Task:
Transcribe every record below character for character, but leave the pictures out of your answer.
(begin)
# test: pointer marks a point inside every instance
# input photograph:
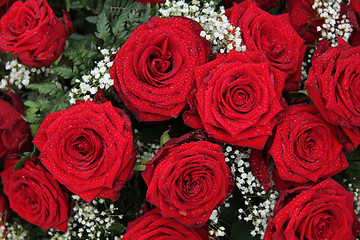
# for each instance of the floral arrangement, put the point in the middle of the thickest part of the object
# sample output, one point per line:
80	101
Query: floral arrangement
153	119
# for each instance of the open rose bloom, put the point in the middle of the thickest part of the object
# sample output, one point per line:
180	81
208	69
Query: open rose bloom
31	31
180	119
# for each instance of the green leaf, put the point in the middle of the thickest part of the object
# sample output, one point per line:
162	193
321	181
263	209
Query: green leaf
35	118
103	28
47	88
63	71
92	19
139	167
31	111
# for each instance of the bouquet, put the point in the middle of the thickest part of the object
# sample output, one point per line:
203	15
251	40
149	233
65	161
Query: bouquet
154	119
(end)
Exercise output:
# test: pointer marks a point inside every instance
# input photograph:
# for each instance of the floral arrangement, put the point in the middle of the thickest part of the object
# sample output, one point per line:
80	101
Query: floral arrangement
153	119
# for each instance of the open rose bloom, put the point in the middle of the thickest part of the object
# sample output, one point per line:
180	81
208	69
Query: open rose bloom
31	31
180	119
# for each instance of the green leaf, put the point in the middle of the thickest part of the object
# sample output, one point per line:
162	193
321	181
263	209
Query: green leaf
35	118
103	28
47	88
63	71
92	19
139	167
31	111
# for each instance of the bouquet, put the point in the middle of the thickest part of the object
# sample output, one point per line:
203	15
251	40
149	233
65	161
Query: bouquet
154	119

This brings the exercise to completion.